** WHAT YOU HAVE TO DO **
Can you find every line in the material below that contains the string "dark" and copy each of those lines in full? Case counts.

** INPUT **
## start
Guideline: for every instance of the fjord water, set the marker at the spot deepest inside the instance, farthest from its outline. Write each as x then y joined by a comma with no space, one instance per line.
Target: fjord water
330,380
## end
## start
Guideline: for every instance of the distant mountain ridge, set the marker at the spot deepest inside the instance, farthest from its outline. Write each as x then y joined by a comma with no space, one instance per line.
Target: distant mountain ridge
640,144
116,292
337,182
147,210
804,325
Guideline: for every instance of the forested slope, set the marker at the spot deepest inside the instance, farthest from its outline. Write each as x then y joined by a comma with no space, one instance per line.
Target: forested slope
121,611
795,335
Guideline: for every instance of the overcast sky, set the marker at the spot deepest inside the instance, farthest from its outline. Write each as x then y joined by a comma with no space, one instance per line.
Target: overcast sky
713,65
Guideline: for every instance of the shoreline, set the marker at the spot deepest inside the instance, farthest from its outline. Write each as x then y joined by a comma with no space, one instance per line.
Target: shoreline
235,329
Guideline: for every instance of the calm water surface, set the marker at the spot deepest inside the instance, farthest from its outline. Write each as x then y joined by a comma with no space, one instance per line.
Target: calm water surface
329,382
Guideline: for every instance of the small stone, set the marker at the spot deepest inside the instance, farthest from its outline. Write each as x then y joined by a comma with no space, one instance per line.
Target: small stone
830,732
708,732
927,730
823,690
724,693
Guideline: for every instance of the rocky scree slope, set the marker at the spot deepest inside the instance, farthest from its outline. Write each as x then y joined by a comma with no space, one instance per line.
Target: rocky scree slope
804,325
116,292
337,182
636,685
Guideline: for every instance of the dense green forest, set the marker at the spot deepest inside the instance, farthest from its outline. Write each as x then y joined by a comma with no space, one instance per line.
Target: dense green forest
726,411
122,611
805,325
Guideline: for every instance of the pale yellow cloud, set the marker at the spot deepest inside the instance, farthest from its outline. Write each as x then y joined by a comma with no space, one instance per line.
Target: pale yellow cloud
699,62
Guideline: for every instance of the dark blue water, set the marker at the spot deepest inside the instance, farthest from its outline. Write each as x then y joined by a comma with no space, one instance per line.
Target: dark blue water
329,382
## end
** WRITTEN RESPONSE **
Guideline: for every instance of the dark blue water, set the marker at the spot deepest inside the instance, farthest from its outline. Write each as x then y joined by a comma with no space, one instance per line.
Target: dark blue water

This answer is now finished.